[EXERCISE BRIEF]
Reproduce every line of the items below in full, with the command, comment, and layout lines unchanged. Multiply only the coordinates in the answer outlines by 0.4 and round each to a whole number, with halves rounding up.
○ ○ ○ ○ ○ ○ ○
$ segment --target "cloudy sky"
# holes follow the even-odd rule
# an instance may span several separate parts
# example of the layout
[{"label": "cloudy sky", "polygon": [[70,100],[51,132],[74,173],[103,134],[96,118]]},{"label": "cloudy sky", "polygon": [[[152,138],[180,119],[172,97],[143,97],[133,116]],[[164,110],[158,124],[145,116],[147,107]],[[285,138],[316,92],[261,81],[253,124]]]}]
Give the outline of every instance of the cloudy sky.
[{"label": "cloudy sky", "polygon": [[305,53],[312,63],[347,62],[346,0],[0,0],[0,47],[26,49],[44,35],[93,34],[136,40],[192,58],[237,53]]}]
○ ○ ○ ○ ○ ○ ○
[RESPONSE TO THE EXERCISE]
$ segment --target "cloudy sky"
# holes follow the even-odd rule
# an instance may span several separate parts
# example of the layout
[{"label": "cloudy sky", "polygon": [[70,100],[51,132],[74,173],[103,134],[96,118]]},{"label": "cloudy sky", "polygon": [[[152,138],[180,119],[172,97],[143,97],[133,116]],[[164,110],[158,124],[145,116],[147,107]],[[285,138],[316,92],[261,81],[253,124]]]}]
Give the outline of every instance of the cloudy sky.
[{"label": "cloudy sky", "polygon": [[122,21],[125,25],[139,25],[138,0],[0,0],[0,19],[10,20],[18,14],[37,14],[54,16],[77,23],[95,21]]}]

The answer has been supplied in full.